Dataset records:
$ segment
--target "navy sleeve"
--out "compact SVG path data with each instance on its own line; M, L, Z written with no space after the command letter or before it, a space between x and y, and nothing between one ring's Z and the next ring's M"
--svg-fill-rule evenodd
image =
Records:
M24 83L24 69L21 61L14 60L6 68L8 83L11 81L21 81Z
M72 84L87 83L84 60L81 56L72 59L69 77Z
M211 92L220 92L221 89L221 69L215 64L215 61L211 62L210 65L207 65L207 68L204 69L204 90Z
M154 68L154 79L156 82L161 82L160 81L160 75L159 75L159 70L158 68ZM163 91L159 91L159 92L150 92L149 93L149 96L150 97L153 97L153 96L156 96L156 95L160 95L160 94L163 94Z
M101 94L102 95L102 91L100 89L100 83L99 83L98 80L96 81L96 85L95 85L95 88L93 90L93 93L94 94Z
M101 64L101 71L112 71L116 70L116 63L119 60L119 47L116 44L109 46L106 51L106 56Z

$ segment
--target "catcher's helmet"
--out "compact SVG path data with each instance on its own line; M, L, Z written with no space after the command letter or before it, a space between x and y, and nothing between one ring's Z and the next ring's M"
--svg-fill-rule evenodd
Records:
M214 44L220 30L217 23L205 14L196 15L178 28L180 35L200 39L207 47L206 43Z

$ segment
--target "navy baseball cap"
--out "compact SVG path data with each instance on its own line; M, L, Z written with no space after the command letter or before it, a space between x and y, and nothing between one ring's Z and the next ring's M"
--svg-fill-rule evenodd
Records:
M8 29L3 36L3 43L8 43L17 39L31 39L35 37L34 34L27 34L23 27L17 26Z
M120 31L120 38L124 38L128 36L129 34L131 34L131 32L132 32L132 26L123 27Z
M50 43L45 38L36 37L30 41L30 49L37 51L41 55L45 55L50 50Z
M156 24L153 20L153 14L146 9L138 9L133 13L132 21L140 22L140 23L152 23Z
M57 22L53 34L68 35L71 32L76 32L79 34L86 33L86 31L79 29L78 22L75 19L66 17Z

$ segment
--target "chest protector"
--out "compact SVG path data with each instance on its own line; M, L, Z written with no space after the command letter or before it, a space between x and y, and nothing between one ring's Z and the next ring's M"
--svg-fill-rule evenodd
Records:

Problem requirements: Please format every line of the records above as a JSON list of strings, with one string per line and blank lines left out.

Exercise response:
[
  "$ segment",
  "--target \"navy sleeve\"",
  "--out \"compact SVG path data with each instance on its own line; M, L, Z written with no space after the command letter or before it, a space between x and y, and nothing between one ring's Z and the next ring's M\"",
  "--svg-fill-rule evenodd",
  "image =",
  "Records:",
  "M24 83L24 69L21 61L14 60L6 68L8 83L11 81L21 81Z",
  "M72 84L87 83L84 60L81 56L72 59L69 77Z",
  "M211 92L220 92L221 89L221 69L215 64L215 61L211 62L210 65L207 65L207 68L204 69L204 90Z",
  "M154 68L154 79L156 82L161 82L160 81L160 75L159 75L159 70L158 68ZM163 91L159 91L159 92L150 92L149 93L149 96L150 97L153 97L153 96L156 96L156 95L160 95L160 94L163 94Z",
  "M101 94L102 95L102 91L100 89L100 83L99 83L98 80L96 81L96 85L95 85L95 88L93 90L93 93L94 94Z",
  "M101 64L101 71L112 71L116 70L116 63L119 60L119 47L116 44L109 46L106 51L106 56Z",
  "$ segment",
  "--target \"catcher's helmet\"",
  "--out \"compact SVG path data with each instance on its own line; M, L, Z written with no space after the command letter or before it, a space between x and y, and nothing between one ring's Z and the next ring's M\"",
  "--svg-fill-rule evenodd",
  "Records:",
  "M214 44L220 30L217 23L205 14L196 15L178 28L180 35L200 39L207 47L206 43Z",
  "$ segment",
  "--target \"navy baseball cap\"",
  "--out \"compact SVG path data with each instance on its own line; M, L, Z written with no space after the command letter or before it, a space between x and y, and nothing between one ring's Z and the next ring's M\"",
  "--svg-fill-rule evenodd",
  "Records:",
  "M8 29L3 36L3 43L8 43L17 39L31 39L35 37L34 34L27 34L23 27L17 26Z",
  "M120 31L120 38L124 38L128 36L129 34L131 34L131 32L132 32L132 26L123 27Z",
  "M50 43L45 38L36 37L30 41L30 49L37 51L41 55L45 55L50 50Z",
  "M156 24L153 20L153 14L146 9L138 9L133 13L132 21L140 22L140 23L152 23Z",
  "M57 22L53 34L68 35L71 32L76 32L79 34L86 33L86 31L79 29L78 22L75 19L66 17Z",
  "$ segment",
  "--target \"chest protector\"",
  "--out \"compact SVG path data with each instance on its own line; M, L, Z written with no space after the command letter or before it, a space between x and y, and nothing between one ring's Z and the next ring's M\"",
  "--svg-fill-rule evenodd",
  "Records:"
]